■ Problem ■
Reproduce every line of the material below word for word, but raise both coordinates of each answer point by 92. Leave all other numbers as they are.

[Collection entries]
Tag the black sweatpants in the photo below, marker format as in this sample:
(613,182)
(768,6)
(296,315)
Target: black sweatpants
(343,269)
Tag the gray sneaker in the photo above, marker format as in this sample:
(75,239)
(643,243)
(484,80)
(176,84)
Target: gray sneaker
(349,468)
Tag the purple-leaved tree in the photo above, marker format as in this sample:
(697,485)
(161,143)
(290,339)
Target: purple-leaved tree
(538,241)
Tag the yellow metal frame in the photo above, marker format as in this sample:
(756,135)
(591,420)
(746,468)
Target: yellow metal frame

■ Solution ■
Tag the black sweatpants in the photo below, marker format as in this sample:
(613,182)
(768,6)
(296,315)
Target: black sweatpants
(435,361)
Tag the gray sneaker in the photo above, marker format as in this sample:
(75,239)
(643,243)
(484,80)
(176,84)
Target: gray sneaker
(441,560)
Tag the purple-leaved tree in the photo above, marker format as in this sample:
(697,485)
(161,143)
(290,339)
Target: purple-leaved tree
(630,333)
Tag the yellow metal frame in the photo above, marker format as in this sample:
(756,135)
(591,420)
(746,468)
Target: yellow metal frame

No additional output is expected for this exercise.